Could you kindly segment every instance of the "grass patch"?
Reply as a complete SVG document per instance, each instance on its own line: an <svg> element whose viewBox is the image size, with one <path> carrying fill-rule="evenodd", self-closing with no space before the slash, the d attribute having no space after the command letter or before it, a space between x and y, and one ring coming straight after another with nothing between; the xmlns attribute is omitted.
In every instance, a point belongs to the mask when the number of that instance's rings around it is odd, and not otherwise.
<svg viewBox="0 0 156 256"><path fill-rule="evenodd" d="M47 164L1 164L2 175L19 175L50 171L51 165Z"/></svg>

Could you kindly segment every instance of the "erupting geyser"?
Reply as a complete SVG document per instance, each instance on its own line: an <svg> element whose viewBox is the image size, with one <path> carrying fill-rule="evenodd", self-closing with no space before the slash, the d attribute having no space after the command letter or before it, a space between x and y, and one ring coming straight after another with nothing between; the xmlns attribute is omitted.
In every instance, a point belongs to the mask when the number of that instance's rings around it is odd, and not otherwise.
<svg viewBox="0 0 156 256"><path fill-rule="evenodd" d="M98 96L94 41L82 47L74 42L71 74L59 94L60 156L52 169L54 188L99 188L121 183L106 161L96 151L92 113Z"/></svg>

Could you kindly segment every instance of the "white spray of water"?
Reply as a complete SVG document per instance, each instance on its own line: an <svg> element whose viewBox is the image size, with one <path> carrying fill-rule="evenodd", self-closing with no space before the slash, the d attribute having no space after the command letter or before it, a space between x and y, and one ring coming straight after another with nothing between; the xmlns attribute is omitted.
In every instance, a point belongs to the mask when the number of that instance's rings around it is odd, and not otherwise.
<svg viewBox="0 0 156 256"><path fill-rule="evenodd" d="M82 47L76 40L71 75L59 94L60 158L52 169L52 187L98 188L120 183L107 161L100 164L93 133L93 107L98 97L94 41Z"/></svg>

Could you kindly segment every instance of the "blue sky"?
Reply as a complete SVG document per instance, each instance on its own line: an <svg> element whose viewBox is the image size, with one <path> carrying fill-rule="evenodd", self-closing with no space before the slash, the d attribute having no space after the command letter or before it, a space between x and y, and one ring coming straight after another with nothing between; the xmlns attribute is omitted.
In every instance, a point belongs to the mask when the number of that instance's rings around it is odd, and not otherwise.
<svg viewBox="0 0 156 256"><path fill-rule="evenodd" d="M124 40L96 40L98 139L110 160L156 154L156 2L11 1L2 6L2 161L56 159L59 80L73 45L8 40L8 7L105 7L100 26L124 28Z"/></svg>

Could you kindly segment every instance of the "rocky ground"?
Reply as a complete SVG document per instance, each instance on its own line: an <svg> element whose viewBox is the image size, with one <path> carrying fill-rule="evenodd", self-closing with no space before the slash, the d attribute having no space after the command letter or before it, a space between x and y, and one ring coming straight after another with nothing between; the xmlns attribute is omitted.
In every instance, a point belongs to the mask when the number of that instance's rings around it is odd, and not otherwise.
====================
Turn the lines from the very first one through the line containing "96L94 41L82 47L74" into a numbered list, omitting any blank lines.

1. Could you kindly segment every instance of the "grass patch"?
2. Reply as a complete SVG document per instance, each instance on its own line: an <svg> element whose viewBox is the image size, with one <path> carrying fill-rule="evenodd", self-closing with no space before the slash, the d attribute having no space after the command letter or before it, a space between x and y, and one ring coming straight after another with nothing between; the xmlns attribute is omitted.
3. In every instance, a point belongs to the mask when the number of that instance's rings around it is odd, and not otherwise.
4. <svg viewBox="0 0 156 256"><path fill-rule="evenodd" d="M47 164L1 164L2 175L19 175L50 171L51 165Z"/></svg>
5. Could you kindly segment every instance of the "erupting geyser"?
6. Reply as a complete SVG document per instance, each instance on its own line: an <svg> element whose viewBox is the image size, with one <path> carrying fill-rule="evenodd", self-closing with no space before the slash, the d attribute having no space after the command letter or before it, a space between x and y, and one ring coming straight after another with nothing between; the xmlns attribute is omitted.
7. In every instance, a point belongs to the mask when the number of that instance's rings around it is odd, and not otherwise.
8. <svg viewBox="0 0 156 256"><path fill-rule="evenodd" d="M98 96L94 41L82 47L74 42L71 74L59 94L60 156L52 169L54 188L99 188L121 183L106 161L96 151L92 113Z"/></svg>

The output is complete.